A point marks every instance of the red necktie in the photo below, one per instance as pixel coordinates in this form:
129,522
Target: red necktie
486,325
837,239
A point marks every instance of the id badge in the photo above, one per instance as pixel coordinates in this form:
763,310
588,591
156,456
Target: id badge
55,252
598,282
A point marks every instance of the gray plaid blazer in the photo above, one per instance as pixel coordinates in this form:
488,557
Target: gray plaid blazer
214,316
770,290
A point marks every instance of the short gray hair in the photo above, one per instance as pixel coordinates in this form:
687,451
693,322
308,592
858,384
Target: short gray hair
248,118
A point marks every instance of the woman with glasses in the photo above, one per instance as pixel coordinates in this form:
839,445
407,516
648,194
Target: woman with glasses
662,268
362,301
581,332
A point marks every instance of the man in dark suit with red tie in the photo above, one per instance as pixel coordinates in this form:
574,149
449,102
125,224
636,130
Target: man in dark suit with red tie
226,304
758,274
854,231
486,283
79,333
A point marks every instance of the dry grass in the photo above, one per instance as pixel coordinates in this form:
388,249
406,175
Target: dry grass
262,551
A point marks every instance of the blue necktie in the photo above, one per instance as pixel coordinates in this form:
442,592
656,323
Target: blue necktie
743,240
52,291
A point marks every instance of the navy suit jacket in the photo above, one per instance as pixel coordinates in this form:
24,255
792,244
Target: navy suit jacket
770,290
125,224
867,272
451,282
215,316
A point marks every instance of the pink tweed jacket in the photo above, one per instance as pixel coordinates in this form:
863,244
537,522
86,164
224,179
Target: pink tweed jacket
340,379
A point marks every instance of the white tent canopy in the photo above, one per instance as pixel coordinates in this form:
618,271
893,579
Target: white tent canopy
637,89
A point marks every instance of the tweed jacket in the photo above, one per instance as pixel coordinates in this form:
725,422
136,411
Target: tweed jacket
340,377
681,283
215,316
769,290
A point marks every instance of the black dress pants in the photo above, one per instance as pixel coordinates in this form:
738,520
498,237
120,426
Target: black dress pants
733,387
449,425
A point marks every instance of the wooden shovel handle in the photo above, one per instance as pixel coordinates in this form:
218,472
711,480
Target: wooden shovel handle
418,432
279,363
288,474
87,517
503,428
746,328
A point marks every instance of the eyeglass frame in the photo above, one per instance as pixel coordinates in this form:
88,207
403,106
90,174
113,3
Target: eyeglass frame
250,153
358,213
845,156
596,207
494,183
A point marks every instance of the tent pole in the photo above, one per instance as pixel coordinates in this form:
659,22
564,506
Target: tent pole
==================================================
→ Short exercise: Reproduce every item above verbatim, keeping each line unchanged and in its original order.

→ Full output:
A point marks every instance of the red necktie in the photo below, one per instance as pixel coordinates in this form:
129,522
Target: red necktie
486,325
837,239
A point marks every instance of the id badge in the photo above, one per instance as pixel coordinates in this form:
763,310
588,591
156,456
Target: id badge
55,252
598,282
A point marks every instance of the gray plaid blazer in the photo above, one per instance as pixel coordinates in this form:
488,557
Target: gray plaid blazer
214,316
770,290
A point marks every instance of the short gray hair in the photo above, one per instance as pixel coordinates in this form:
687,451
693,322
308,592
858,384
Target: short gray hair
248,118
A point marks every instance of the woman with glasses in the photo above, one per instance as pixel coordinates in this form:
839,445
407,516
648,194
Target: woman with glasses
662,268
362,301
581,332
A point marks every instance of the man in dark suit with red tie in the photo above, one per instance as pixel coordinates in this form:
574,149
449,102
125,224
636,130
Target: man in dark suit with red tie
226,304
758,274
854,231
486,283
79,333
A point marks every instance of the dry grass in the photo above, one per instance as pixel coordinates in this form:
388,249
406,175
Target: dry grass
262,551
A point marks every instance of the blue necktie in the photo above, one per instance as pixel coordinates in this form:
442,592
656,323
Target: blue necktie
743,240
52,291
A point marks every instance of the navy suit jacket in the photo above, one per instance as pixel coordinates in this form:
24,255
792,244
Target: navy suit jacket
770,290
125,224
867,272
451,282
215,316
A point marks every instance of the pink tweed jacket in the photo above, one per instance as pixel coordinates in this form:
863,244
537,522
86,164
224,179
Target: pink tweed jacket
340,379
A point marks every instance of the white tent canopy in the photo above, one per instance as pixel coordinates in this form:
618,271
893,579
Target: white tent canopy
637,89
A point marks every instance of the tweed jacket in the photo above, one per instance as pixel coordinates in this form:
725,422
136,411
Target: tweed jacket
340,377
681,283
215,316
769,290
A point marks every instance of the black dress pants in the photo above, one per instance as pixel coordinates in this form:
738,520
498,237
120,426
Target: black dress pants
733,387
449,425
A point marks every instance of the wooden shovel handle in the photo above, one per instance as pixel coordinates in this form:
218,472
711,480
Target: wooden shovel handle
418,432
279,363
288,474
87,517
503,428
746,328
A point marks every instance of the eyeglass frame in the photo above, one per instance as pixel coordinates in this form:
88,207
403,106
90,174
113,3
Target: eyeglass frame
250,153
358,213
845,156
596,207
494,183
A point marks every instance of the tent pole in the photo above, one per instance as pixel coordinates in this form:
659,22
564,506
Target: tent pole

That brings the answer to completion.